[Entries from a point labeling set]
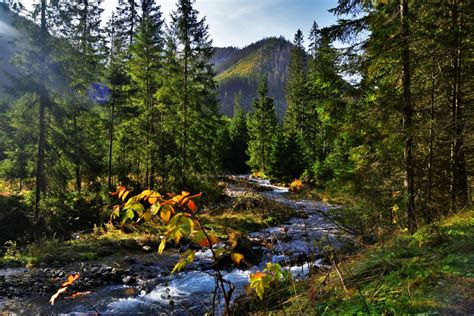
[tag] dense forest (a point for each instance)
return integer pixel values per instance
(374, 113)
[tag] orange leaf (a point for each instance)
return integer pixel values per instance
(236, 257)
(124, 196)
(70, 279)
(192, 206)
(154, 197)
(204, 243)
(195, 195)
(74, 295)
(257, 275)
(183, 201)
(121, 191)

* Goal *
Please copy out every entry above word for word, leaving the pictures out.

* Task solution *
[tag] dense forest (a point for each instance)
return integer pixel values per instance
(374, 113)
[tag] orange leaf (a point for each instance)
return integer pixel values per instance
(236, 257)
(124, 196)
(70, 279)
(192, 206)
(154, 197)
(204, 243)
(195, 195)
(74, 295)
(257, 275)
(183, 201)
(121, 191)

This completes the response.